Data for this exercise =
◆ ◆ ◆ ◆
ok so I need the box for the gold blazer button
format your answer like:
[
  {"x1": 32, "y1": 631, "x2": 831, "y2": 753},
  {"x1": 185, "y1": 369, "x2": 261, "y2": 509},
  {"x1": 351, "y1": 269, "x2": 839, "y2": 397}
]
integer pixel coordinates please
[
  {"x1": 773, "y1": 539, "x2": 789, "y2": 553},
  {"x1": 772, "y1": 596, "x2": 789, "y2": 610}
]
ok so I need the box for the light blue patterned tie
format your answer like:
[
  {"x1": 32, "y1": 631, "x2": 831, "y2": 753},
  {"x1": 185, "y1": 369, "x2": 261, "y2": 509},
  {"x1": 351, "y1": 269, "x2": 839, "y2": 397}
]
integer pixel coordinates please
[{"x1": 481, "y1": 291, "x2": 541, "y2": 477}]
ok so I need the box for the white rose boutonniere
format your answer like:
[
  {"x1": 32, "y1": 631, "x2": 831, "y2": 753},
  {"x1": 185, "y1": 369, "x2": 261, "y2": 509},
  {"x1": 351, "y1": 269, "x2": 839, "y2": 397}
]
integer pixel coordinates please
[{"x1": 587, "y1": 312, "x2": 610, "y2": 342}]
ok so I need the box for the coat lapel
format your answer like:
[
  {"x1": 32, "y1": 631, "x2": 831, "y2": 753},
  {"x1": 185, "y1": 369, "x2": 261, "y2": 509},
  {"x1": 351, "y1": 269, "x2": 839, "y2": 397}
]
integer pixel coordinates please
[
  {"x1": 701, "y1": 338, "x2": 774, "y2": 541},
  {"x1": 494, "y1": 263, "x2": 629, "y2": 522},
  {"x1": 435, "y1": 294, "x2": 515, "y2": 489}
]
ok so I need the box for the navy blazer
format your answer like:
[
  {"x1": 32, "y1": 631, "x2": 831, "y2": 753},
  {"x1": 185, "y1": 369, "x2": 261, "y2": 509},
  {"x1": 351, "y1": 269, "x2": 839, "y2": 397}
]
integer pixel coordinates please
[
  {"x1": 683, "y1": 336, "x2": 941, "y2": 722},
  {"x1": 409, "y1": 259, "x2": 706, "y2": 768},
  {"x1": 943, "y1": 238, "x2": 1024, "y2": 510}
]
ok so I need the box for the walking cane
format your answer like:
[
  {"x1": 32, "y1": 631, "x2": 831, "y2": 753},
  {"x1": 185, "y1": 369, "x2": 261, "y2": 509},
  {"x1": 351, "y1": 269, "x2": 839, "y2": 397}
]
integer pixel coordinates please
◆ ◆ ◆ ◆
Every entry above must be copied exactly.

ok so I need the box for the gold blazer button
format your answer like:
[
  {"x1": 32, "y1": 631, "x2": 831, "y2": 753},
  {"x1": 185, "y1": 369, "x2": 261, "y2": 509},
  {"x1": 351, "y1": 269, "x2": 839, "y2": 397}
]
integer pixel coordinates please
[
  {"x1": 773, "y1": 539, "x2": 789, "y2": 553},
  {"x1": 772, "y1": 596, "x2": 789, "y2": 610}
]
ok so I need the box for the light blue patterned tie
format your answer like:
[
  {"x1": 32, "y1": 631, "x2": 831, "y2": 753},
  {"x1": 185, "y1": 369, "x2": 261, "y2": 509},
  {"x1": 351, "y1": 269, "x2": 839, "y2": 397}
]
integer pixel coordinates please
[{"x1": 481, "y1": 291, "x2": 541, "y2": 477}]
ok so I need the box for the white rose boutonniere
format your answer like:
[
  {"x1": 32, "y1": 631, "x2": 831, "y2": 753},
  {"x1": 185, "y1": 369, "x2": 261, "y2": 509},
  {"x1": 351, "y1": 269, "x2": 839, "y2": 397}
]
integer pixel coordinates please
[{"x1": 587, "y1": 312, "x2": 610, "y2": 342}]
ok so I need the box for the coat lapel
format your answer like:
[
  {"x1": 32, "y1": 631, "x2": 831, "y2": 753},
  {"x1": 185, "y1": 369, "x2": 261, "y2": 509},
  {"x1": 351, "y1": 269, "x2": 839, "y2": 397}
]
integer pixel coordinates please
[
  {"x1": 701, "y1": 338, "x2": 774, "y2": 541},
  {"x1": 494, "y1": 263, "x2": 629, "y2": 522},
  {"x1": 435, "y1": 294, "x2": 515, "y2": 489}
]
ok so I need the box for the navy blazer
format your answer like:
[
  {"x1": 32, "y1": 631, "x2": 831, "y2": 753},
  {"x1": 185, "y1": 369, "x2": 261, "y2": 509},
  {"x1": 351, "y1": 269, "x2": 839, "y2": 397}
]
integer pixel coordinates please
[
  {"x1": 683, "y1": 336, "x2": 941, "y2": 722},
  {"x1": 409, "y1": 259, "x2": 706, "y2": 768},
  {"x1": 943, "y1": 238, "x2": 1024, "y2": 510}
]
ok so I need the box for the walking cane
format your answer like:
[
  {"x1": 32, "y1": 631, "x2": 831, "y2": 753},
  {"x1": 185, "y1": 369, "x2": 261, "y2": 509},
  {"x1": 351, "y1": 269, "x2": 839, "y2": 397}
]
integer pixel coordinates please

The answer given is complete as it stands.